- _Exercise task 1_: Please transcribe the part of the simulation text that opens with the words containing "In this section, we" and closes with "<- rep(0, ncol(mock_cohort))".
- _Exercise task 2_: Condense the paragraph of the simulation text beginning "The next steps of this script" into a short bulleted list that keeps its main facts.
- _Exercise task 3_: Pick up the simulation text after its final sentence and carry it forward.

- _Text_:
3 Simple de novo simulation

Simulation of different simple scenarios and missingness mitigation approaches

Author

Janick Weberpals

Published

November 1, 2024

3.1 Objective

In this section, we will generate 1000 following different missingness scenarios.

# define column numbers for pattern and weight determination
col_Z2 <- which(colnames(mock_cohort) %in% "Z2")
col_U <- which(colnames(mock_cohort) %in% "U")

# define missingness pattern
default_pattern <- rep(1, ncol(mock_cohort))
pattern <- replace(default_pattern, col_Z2, 0)

# define weights 
default_weights <- rep(0, ncol(mock_cohort))
weights <- replace(default_weights, c(col_Z2, col_U), c(0.2, 0.8))

prop <- 0.5

3.2 Continuous distribution probabilities

Probabilities are based on a continuous distribution.

tic(msg = "Simulation based on continuous distribution")

results <- parallel::mclapply(
  X = 1:n_replicates,
  FUN = run_simulation,
  pattern = pattern,
  weights = weights,
  type = "RIGHT",
  prop = prop,
  mc.cores = parallel::detectCores()-1
  ) 
  
results_cont <- do.call(rbind, results) |> 
  mutate(simulation = "Continuous distribution (RIGHT)")

toc()

Simulation based on continuous distribution: 1410.097 sec elapsed

3.3 Discrete distribution probabilities

Probabilities are based on a discrete distribution.

tic(msg = "Simulation based on discrete distribution")

odds <- c(1, 2, 3, 4)

results <- parallel::mclapply(
  X = 1:n_replicates,
  FUN = run_simulation,
  pattern = pattern,
  weights = weights,
  odds = odds,
  prop = prop,
  mc.cores = parallel::detectCores()-1
  ) 
  
results_odds <- do.call(rbind, results) |> 
  mutate(simulation = paste0("Discrete odds (", paste0(odds, collapse = ", "), ")"))

toc()

Simulation based on discrete distribution: 1381.326 sec elapsed

3.4 Save simulation results

results <- rbind(results_cont, results_odds) |> 
  mutate(method = factor(method, levels = c(
    "Unadjusted", 
    "Complete case", 
    "Imputed"))
    )

3.5 Results

The next steps of this script analyze the raw simulation results obtained in the previous script via run_simulation.R. The last run on 2024-11-01 18:20:43.222866.

- _Data segment_:
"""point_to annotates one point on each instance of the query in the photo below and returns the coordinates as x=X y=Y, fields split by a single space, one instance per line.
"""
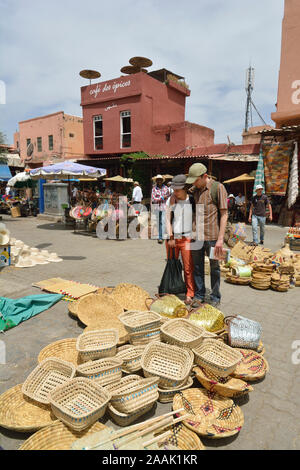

- _Task result 1_:
In this section, we will generate 1000 following different missingness scenarios.

# define column numbers for pattern and weight determination
col_Z2 <- which(colnames(mock_cohort) %in% "Z2")
col_U <- which(colnames(mock_cohort) %in% "U")

# define missingness pattern
default_pattern <- rep(1, ncol(mock_cohort))
pattern <- replace(default_pattern, col_Z2, 0)

# define weights 
default_weights <- rep(0, ncol(mock_cohort))

- _Task result 2_:
- Analyzes the raw simulation results from the previous script, produced via run_simulation.R
- Last run: 2024-11-01 18:20:43.222866

- _Task result 3_:
3.6 Read raw results table

We first look at the results table with the raw simulation results.

results |> 
  glimpse()

Rows: 6,000
Columns: 5
$ method     <fct> Unadjusted, Complete case, Imputed, Unadjusted, Complete ca…
$ estimate   <dbl> 1.2629630, 0.8932111, 0.9111699, 1.1150121, 0.8824297, 1.03…
$ se         <dbl> 0.07923421, 0.13274238, 0.10924959, 0.07479571, 0.11677905,…
$ replicate  <int> 1, 1, 1, 2, 2, 2, 3, 3, 3, 4, 4, 4, 5, 5, 5, 6, 6, 6, 7, 7,…
$ simulation <chr> "Continuous distribution (RIGHT)", "Continuous distribution…

3.7 QC

Let’s do a few quality/sanity checks.

Number of analysis methods

unique(results$method)

[1] Unadjusted    Complete case Imputed      
Levels: Unadjusted Complete case Imputed

Assert that there are no missing results

assert_that(!any(sapply(results$estimate, is.na)), msg = "There are missing estimates")

[1] TRUE

assert_that(!any(sapply(results$se, is.na)), msg = "There are missing standard errors")

[1] TRUE

3.8 Main results

# call helper functions
source(here::here("functions", "rsimsum_ggplot.R"))

For the analysis of aggregate simulation results we use the rsimsum package. More information about this package can be found here.[@rsimsum]

simsum_out <- simsum(
  data = results, 
  estvarname = "estimate", 
  se = "se", 
  true = 1, 
  by = "simulation",
  methodvar = "method", 
  ref = "Complete case"
  ) |> 
  summary() |> 
  tidy()

Hazard ratio distribution
Hazard ratio distribution (interactive)

hr_distribution <- results |> 
  ggplot(aes(x = method, y = estimate)) +
  geom_boxplot(outlier.colour = "red") +
  geom_point(position = position_jitter(seed = 42), alpha = 0.15) +
  geom_hline(yintercept = 1.0, color = "forestgreen", linetype = "dashed") +
  labs(
    x = "Method",
    y = "Hazard ratio (HR)"
    ) +
  theme_bw() +
  theme(
    axis.title.x = element_blank(),
    axis.text.x = element_text(angle = 35, vjust = 1, hjust=1)
    ) +
  facet_wrap(~simulation)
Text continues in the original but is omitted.